(Photo-based referring expression data)
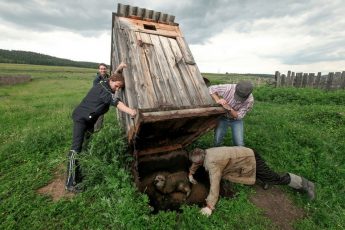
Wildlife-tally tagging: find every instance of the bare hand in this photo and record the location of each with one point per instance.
(221, 101)
(133, 112)
(206, 211)
(122, 65)
(192, 180)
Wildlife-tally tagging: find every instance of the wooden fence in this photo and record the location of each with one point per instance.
(332, 81)
(12, 80)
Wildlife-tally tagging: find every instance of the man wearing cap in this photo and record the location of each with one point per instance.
(239, 164)
(238, 100)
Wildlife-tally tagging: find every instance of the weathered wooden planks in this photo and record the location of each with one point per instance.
(162, 81)
(332, 81)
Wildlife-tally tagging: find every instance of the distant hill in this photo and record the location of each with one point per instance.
(26, 57)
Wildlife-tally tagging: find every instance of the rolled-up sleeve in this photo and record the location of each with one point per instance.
(193, 168)
(215, 174)
(245, 107)
(219, 89)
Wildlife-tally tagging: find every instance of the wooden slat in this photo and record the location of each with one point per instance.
(121, 47)
(187, 54)
(171, 86)
(159, 149)
(200, 85)
(175, 75)
(173, 114)
(141, 75)
(191, 89)
(155, 73)
(193, 79)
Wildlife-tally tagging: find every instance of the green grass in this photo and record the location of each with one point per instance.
(299, 130)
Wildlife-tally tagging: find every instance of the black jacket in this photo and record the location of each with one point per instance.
(99, 78)
(96, 102)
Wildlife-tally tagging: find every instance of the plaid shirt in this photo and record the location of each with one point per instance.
(227, 92)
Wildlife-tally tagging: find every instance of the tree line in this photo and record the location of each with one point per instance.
(27, 57)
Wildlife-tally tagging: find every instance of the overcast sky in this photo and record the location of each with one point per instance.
(240, 36)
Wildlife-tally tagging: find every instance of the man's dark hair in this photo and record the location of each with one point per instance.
(102, 64)
(117, 77)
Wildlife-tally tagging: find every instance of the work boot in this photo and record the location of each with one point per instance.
(301, 183)
(309, 187)
(71, 171)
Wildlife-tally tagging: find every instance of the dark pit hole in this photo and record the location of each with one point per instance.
(149, 27)
(169, 164)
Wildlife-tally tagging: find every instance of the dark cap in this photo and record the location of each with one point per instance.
(243, 90)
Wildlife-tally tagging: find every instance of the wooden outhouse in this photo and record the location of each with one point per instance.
(162, 81)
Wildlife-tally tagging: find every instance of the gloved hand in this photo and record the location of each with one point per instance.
(191, 179)
(206, 211)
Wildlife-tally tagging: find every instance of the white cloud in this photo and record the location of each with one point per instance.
(224, 35)
(64, 44)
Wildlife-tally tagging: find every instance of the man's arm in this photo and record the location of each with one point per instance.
(192, 171)
(96, 80)
(215, 174)
(122, 107)
(120, 68)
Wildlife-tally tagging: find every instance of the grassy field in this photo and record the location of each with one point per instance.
(299, 130)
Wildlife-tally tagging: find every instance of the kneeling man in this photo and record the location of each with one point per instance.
(239, 165)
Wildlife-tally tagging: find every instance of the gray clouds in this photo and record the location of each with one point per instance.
(318, 23)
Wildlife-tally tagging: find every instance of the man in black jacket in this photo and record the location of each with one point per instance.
(102, 75)
(95, 104)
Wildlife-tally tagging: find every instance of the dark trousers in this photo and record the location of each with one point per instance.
(267, 175)
(82, 131)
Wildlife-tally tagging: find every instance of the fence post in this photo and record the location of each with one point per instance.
(292, 79)
(317, 80)
(311, 79)
(329, 80)
(298, 80)
(304, 80)
(277, 78)
(288, 78)
(343, 80)
(336, 84)
(283, 80)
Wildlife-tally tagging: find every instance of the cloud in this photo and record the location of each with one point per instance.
(224, 35)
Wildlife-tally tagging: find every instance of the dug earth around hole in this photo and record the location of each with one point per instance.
(176, 189)
(56, 188)
(277, 206)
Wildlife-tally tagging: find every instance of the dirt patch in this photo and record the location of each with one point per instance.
(277, 207)
(56, 188)
(12, 80)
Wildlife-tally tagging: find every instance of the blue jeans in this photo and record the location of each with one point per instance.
(236, 129)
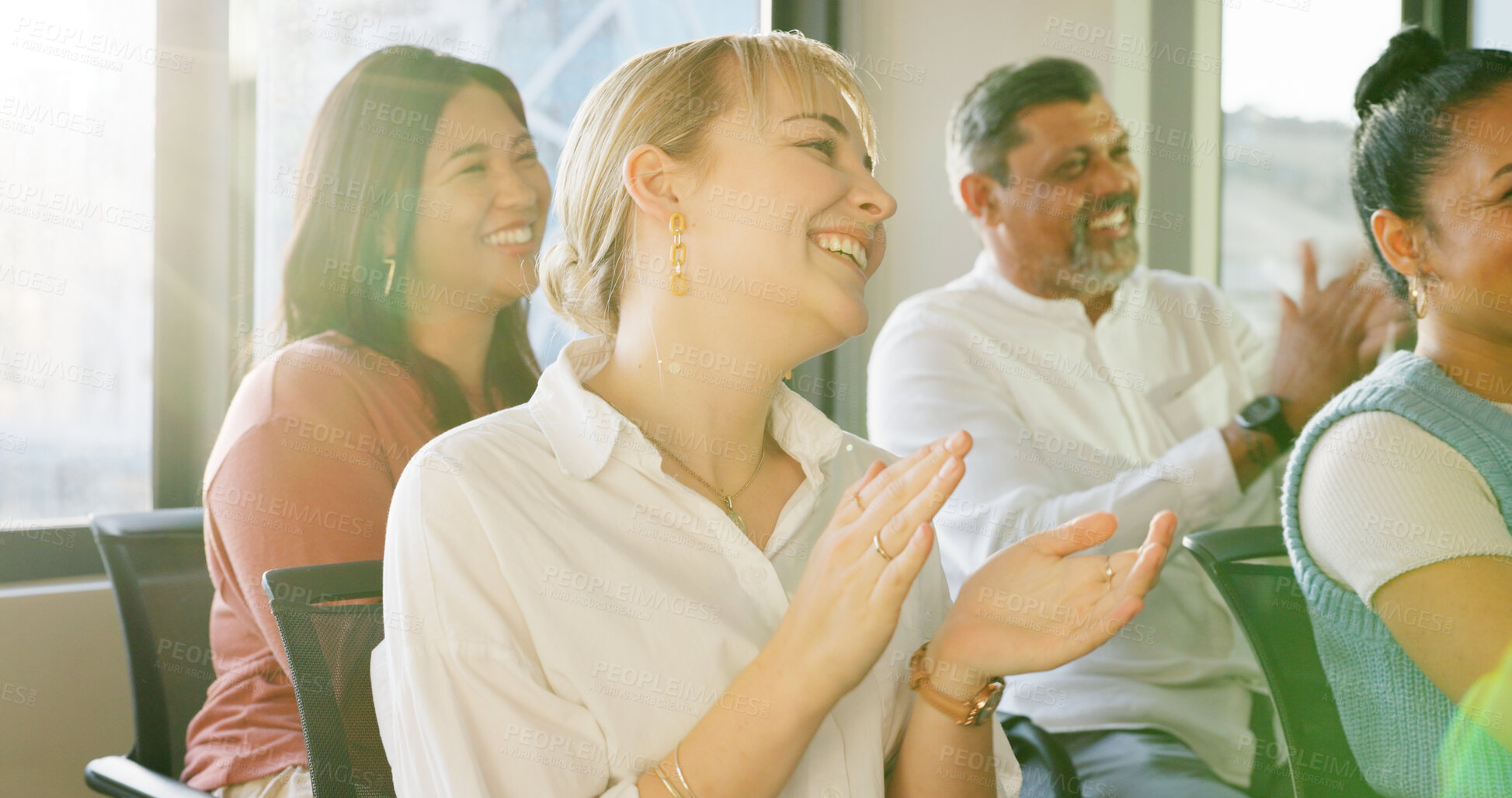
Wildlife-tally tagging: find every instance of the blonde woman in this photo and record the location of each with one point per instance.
(667, 574)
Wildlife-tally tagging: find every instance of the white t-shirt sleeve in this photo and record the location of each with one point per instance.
(1381, 497)
(461, 697)
(921, 386)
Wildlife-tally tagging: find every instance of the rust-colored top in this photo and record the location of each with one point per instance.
(301, 474)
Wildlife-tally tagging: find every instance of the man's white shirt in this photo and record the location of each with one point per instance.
(1069, 418)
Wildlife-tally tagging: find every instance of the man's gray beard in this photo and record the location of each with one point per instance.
(1101, 271)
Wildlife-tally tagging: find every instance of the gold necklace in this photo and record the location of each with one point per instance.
(728, 499)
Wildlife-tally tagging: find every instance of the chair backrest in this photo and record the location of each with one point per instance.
(328, 650)
(1274, 612)
(164, 591)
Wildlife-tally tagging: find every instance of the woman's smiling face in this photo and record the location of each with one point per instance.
(793, 211)
(488, 194)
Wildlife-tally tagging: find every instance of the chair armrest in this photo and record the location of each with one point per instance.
(129, 779)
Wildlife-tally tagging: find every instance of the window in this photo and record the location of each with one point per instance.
(76, 256)
(554, 51)
(1491, 25)
(1287, 92)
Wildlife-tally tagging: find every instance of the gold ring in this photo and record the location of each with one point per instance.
(876, 542)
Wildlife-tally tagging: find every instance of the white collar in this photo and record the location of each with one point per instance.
(584, 430)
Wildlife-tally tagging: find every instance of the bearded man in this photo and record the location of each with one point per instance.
(1090, 384)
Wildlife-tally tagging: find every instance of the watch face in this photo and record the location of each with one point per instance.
(1260, 411)
(989, 705)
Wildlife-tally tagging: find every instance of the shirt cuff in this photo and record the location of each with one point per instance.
(1205, 467)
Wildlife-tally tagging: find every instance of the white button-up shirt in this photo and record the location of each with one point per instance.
(561, 612)
(1072, 416)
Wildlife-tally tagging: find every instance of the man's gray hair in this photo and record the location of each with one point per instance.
(983, 129)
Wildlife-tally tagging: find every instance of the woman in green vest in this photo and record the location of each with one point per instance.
(1398, 502)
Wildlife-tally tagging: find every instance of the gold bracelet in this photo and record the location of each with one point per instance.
(678, 767)
(667, 783)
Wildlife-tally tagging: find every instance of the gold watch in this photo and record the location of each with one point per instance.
(972, 712)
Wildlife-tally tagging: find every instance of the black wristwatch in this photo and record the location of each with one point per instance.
(1264, 415)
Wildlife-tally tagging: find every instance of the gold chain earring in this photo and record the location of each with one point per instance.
(1420, 308)
(680, 256)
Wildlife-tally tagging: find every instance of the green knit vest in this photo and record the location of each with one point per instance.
(1396, 720)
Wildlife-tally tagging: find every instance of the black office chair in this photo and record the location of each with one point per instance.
(162, 590)
(1272, 609)
(328, 650)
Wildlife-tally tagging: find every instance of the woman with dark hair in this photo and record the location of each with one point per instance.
(1398, 502)
(419, 218)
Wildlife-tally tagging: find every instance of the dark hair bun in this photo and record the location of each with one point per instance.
(1411, 55)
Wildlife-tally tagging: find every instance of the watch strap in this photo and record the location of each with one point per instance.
(970, 712)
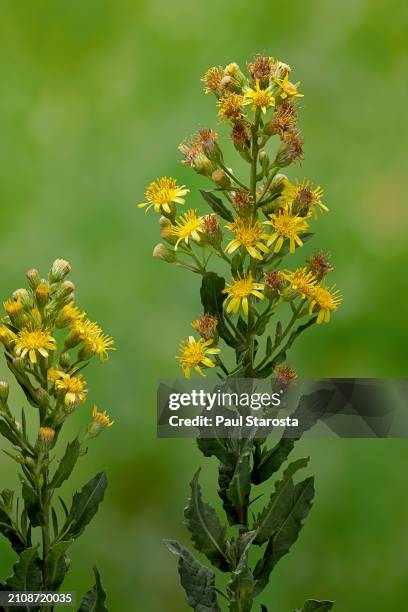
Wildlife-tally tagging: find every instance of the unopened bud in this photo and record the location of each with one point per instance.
(162, 252)
(220, 178)
(59, 270)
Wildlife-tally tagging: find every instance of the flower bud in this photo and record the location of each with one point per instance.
(162, 252)
(33, 277)
(42, 293)
(4, 391)
(220, 178)
(59, 270)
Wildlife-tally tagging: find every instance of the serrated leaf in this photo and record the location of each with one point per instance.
(280, 504)
(95, 599)
(312, 605)
(271, 460)
(32, 505)
(84, 506)
(197, 580)
(207, 533)
(67, 464)
(286, 533)
(27, 574)
(57, 564)
(217, 205)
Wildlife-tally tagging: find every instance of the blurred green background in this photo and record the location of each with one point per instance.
(96, 96)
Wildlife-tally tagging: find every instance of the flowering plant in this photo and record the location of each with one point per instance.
(48, 341)
(267, 217)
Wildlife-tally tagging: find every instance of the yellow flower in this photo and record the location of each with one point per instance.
(304, 196)
(186, 227)
(259, 98)
(194, 355)
(163, 194)
(288, 226)
(99, 345)
(249, 235)
(239, 291)
(325, 300)
(32, 341)
(288, 89)
(301, 280)
(230, 106)
(74, 388)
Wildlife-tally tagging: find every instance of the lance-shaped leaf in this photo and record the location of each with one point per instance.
(67, 464)
(271, 460)
(57, 564)
(280, 504)
(240, 486)
(94, 600)
(197, 580)
(312, 605)
(27, 574)
(217, 205)
(286, 533)
(84, 506)
(241, 585)
(207, 533)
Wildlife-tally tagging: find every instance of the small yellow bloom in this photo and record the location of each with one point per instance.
(301, 280)
(230, 107)
(249, 235)
(304, 196)
(194, 355)
(288, 226)
(30, 341)
(239, 291)
(187, 226)
(163, 194)
(288, 89)
(325, 300)
(259, 98)
(74, 387)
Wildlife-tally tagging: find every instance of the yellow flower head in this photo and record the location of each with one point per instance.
(194, 354)
(163, 194)
(213, 79)
(187, 226)
(230, 107)
(74, 388)
(304, 196)
(259, 98)
(99, 345)
(239, 291)
(325, 300)
(248, 234)
(288, 89)
(30, 341)
(286, 226)
(301, 280)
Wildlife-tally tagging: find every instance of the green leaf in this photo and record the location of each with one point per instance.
(286, 533)
(197, 580)
(57, 564)
(241, 586)
(312, 605)
(271, 460)
(280, 504)
(217, 205)
(27, 573)
(84, 506)
(67, 464)
(94, 600)
(32, 505)
(207, 533)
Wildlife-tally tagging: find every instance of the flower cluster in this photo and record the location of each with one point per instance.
(48, 340)
(254, 224)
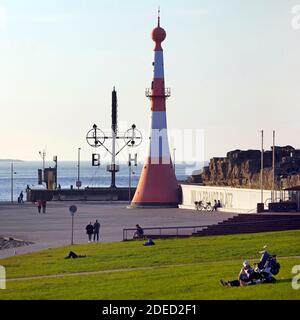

**About this exercise**
With pictures left out, transcribe each line from the one containing "yellow flower head" through the end of the data, both ends included.

**Written response**
Wildlife-tally tagging: find every instance of the yellow flower head in this photo and record the location of each with one point per instance.
(194, 354)
(163, 194)
(213, 79)
(187, 226)
(230, 107)
(74, 388)
(304, 196)
(259, 98)
(99, 345)
(239, 291)
(325, 300)
(248, 234)
(288, 89)
(30, 341)
(286, 226)
(301, 280)
Wildlife-tally tagging: find every instance of the green leaf in this photo and record the location of each with one point per instance.
(286, 533)
(197, 580)
(57, 564)
(241, 586)
(312, 605)
(271, 460)
(280, 504)
(217, 205)
(27, 573)
(84, 506)
(67, 464)
(94, 600)
(32, 505)
(207, 533)
Wildlife-tally tagging: find every instance of the flower cluster in this photo and record the location of each with one point per instance.
(48, 340)
(254, 224)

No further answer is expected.